What the task asks -> Please repeat the records exactly as they appear, everything from the line containing "Your task in" down to the line containing "box: [444, 241, 899, 695]", including both of those lines.

####

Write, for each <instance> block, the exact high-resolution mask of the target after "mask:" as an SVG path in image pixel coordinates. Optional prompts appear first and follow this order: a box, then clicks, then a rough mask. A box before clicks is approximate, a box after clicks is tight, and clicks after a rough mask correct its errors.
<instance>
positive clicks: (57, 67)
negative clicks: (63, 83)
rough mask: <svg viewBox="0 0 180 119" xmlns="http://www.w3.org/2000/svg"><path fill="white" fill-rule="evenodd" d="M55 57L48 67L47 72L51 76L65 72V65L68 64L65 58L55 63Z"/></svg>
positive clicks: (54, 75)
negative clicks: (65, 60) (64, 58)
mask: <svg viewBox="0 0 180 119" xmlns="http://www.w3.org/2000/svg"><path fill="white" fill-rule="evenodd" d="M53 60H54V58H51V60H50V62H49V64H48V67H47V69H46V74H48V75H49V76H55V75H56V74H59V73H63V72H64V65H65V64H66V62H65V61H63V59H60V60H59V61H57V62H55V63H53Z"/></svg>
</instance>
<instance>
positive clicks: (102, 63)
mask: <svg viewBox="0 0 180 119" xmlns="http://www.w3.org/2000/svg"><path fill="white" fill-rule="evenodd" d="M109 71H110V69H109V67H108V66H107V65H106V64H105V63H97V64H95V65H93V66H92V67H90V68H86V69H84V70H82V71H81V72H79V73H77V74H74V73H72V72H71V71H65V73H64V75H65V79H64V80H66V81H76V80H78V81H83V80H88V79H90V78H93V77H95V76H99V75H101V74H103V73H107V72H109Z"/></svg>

####

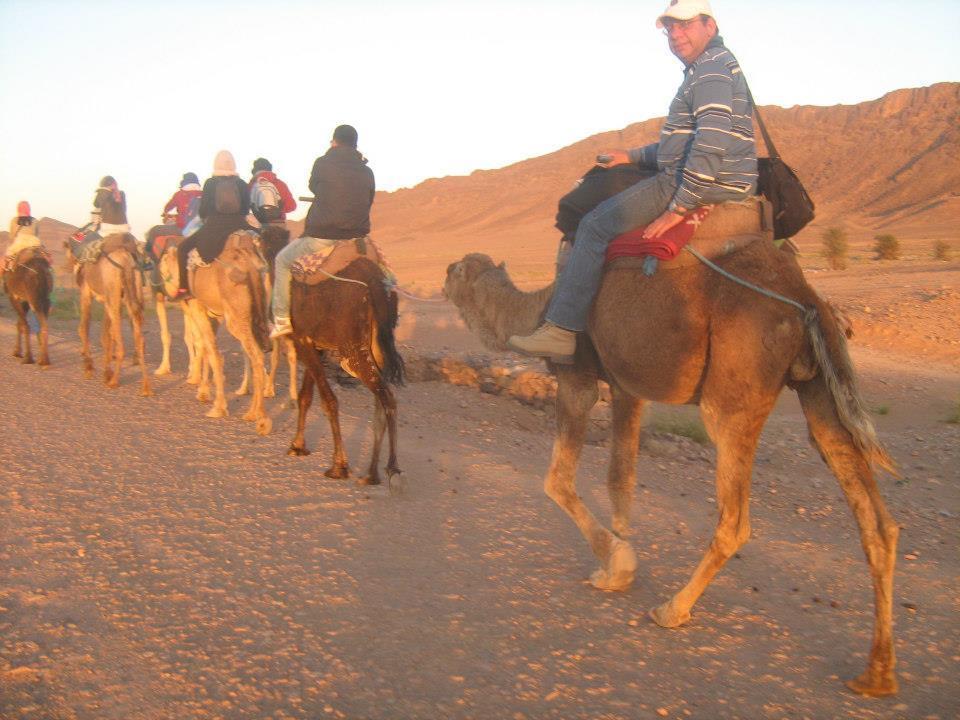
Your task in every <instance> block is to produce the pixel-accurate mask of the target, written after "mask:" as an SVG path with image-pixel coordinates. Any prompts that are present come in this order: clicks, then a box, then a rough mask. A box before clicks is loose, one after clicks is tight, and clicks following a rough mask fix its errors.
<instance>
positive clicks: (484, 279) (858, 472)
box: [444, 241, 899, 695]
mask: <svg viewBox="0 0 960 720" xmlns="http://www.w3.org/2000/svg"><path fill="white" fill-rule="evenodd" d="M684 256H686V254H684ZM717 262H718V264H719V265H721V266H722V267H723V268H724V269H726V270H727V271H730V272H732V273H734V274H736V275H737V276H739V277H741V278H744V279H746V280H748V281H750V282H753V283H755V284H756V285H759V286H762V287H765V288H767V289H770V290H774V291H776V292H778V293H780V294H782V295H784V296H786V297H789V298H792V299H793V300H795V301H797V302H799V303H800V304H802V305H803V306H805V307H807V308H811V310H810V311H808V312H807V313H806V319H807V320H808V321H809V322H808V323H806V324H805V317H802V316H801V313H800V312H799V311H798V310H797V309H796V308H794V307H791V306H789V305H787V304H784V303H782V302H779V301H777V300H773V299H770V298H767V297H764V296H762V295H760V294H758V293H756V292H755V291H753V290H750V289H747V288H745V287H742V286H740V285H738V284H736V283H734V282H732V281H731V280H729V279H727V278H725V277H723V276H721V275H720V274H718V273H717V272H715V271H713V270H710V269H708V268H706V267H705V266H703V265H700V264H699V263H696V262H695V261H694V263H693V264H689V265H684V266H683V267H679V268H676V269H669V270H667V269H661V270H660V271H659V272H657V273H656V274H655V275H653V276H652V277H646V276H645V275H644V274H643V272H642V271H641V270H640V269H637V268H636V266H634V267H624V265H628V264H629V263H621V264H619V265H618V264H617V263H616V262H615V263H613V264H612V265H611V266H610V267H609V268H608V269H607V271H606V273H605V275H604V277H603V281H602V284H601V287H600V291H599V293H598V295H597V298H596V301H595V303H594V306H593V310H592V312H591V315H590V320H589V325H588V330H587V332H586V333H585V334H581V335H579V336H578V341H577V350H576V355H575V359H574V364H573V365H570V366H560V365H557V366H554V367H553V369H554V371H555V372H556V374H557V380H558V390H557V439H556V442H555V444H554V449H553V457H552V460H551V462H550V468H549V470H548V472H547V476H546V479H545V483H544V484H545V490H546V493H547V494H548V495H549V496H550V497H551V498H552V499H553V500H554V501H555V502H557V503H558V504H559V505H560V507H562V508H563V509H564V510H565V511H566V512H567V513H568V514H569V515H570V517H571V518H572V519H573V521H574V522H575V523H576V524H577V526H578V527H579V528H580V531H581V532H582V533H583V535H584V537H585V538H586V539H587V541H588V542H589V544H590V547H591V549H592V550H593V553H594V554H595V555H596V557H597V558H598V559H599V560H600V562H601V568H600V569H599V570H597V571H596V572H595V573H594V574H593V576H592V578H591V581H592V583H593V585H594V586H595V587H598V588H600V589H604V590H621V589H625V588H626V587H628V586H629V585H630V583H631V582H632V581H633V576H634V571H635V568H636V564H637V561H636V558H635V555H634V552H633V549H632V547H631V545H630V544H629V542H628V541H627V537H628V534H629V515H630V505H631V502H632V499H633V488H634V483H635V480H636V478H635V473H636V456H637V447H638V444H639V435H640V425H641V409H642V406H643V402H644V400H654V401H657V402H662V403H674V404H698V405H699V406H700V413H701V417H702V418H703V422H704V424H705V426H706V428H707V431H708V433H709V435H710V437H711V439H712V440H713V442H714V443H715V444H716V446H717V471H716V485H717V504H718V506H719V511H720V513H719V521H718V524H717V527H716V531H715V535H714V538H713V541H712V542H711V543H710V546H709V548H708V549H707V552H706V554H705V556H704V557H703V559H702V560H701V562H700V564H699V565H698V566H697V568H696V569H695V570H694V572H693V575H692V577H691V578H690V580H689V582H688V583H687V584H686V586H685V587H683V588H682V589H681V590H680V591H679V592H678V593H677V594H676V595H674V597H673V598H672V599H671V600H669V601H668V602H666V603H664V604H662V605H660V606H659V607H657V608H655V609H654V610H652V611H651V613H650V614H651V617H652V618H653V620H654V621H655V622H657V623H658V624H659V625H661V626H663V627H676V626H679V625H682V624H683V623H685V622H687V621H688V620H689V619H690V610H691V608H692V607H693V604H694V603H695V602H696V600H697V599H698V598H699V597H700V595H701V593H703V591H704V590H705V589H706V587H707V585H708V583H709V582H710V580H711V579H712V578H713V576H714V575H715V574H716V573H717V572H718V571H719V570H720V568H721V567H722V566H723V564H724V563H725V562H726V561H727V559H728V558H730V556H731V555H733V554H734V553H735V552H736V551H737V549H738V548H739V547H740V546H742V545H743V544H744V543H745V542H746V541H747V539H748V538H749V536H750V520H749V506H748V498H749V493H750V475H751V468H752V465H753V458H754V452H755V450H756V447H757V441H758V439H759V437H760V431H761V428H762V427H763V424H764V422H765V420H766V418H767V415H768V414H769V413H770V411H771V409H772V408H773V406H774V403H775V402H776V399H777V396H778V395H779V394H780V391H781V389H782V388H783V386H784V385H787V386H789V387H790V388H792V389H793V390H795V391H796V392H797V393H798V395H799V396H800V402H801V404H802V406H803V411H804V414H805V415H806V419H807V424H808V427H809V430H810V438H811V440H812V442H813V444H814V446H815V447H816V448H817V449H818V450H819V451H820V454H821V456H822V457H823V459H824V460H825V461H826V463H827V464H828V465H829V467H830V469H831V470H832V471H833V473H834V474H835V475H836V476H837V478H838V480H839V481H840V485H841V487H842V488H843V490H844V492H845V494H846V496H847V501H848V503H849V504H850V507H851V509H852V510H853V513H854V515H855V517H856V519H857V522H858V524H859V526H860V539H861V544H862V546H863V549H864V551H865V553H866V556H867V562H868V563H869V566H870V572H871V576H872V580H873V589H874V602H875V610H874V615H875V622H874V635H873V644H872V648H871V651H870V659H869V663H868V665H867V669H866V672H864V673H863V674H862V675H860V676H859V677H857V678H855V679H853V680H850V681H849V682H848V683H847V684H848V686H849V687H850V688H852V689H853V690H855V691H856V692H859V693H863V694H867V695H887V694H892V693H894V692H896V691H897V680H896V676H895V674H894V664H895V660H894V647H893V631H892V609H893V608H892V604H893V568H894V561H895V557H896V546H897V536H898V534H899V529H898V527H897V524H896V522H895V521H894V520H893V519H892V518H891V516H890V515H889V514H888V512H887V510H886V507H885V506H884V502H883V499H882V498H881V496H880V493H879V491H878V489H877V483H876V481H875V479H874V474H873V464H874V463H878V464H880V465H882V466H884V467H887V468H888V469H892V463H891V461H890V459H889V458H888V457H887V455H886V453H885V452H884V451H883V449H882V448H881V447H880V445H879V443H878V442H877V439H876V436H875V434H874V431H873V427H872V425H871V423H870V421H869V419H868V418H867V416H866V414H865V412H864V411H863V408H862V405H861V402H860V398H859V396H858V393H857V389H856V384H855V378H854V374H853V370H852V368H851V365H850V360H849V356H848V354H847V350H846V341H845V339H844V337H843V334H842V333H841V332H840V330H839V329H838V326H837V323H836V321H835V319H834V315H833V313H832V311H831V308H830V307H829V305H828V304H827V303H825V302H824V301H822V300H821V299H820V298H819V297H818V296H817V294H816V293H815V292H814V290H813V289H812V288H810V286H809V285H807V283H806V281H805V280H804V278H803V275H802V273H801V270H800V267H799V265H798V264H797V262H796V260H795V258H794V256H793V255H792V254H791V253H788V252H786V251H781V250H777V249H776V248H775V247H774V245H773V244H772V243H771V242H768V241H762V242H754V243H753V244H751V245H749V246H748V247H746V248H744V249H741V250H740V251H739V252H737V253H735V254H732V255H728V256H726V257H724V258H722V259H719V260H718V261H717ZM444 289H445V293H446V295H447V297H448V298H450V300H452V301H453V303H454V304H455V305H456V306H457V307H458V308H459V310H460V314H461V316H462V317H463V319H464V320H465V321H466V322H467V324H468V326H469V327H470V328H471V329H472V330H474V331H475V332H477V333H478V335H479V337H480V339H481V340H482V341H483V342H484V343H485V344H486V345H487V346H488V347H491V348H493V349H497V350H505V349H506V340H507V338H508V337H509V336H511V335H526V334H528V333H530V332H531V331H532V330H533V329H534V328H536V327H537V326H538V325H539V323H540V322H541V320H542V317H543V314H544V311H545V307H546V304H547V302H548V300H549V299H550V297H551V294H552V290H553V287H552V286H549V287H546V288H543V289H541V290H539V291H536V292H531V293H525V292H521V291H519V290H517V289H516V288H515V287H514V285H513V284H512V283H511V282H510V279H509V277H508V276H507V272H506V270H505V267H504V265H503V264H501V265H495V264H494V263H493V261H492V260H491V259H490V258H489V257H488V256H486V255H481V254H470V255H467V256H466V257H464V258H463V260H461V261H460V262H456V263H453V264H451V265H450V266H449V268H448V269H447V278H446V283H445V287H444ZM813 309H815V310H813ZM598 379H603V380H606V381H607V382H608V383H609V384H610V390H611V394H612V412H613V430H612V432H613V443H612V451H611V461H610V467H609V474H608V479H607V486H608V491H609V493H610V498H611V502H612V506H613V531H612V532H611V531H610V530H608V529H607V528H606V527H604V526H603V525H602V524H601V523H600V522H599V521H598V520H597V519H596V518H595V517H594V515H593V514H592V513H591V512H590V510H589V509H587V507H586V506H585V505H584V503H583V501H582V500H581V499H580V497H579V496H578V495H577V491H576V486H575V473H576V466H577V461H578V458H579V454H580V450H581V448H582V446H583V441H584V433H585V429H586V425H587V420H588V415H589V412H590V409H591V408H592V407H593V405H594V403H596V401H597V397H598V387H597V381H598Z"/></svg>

####

Result of the exercise ->
Your task in every <instance> block is to produce the pixel-accurate mask of the target, written after "mask:" as an SVG path with image-pixel coordinates. Any prompts that are present come in this order: clicks, then a box, then a rough mask. A box before clicks is loose, one after clicks is tight, and clicks following a rough mask fix its errors.
<instance>
positive clicks: (484, 279) (858, 472)
box: [444, 241, 899, 695]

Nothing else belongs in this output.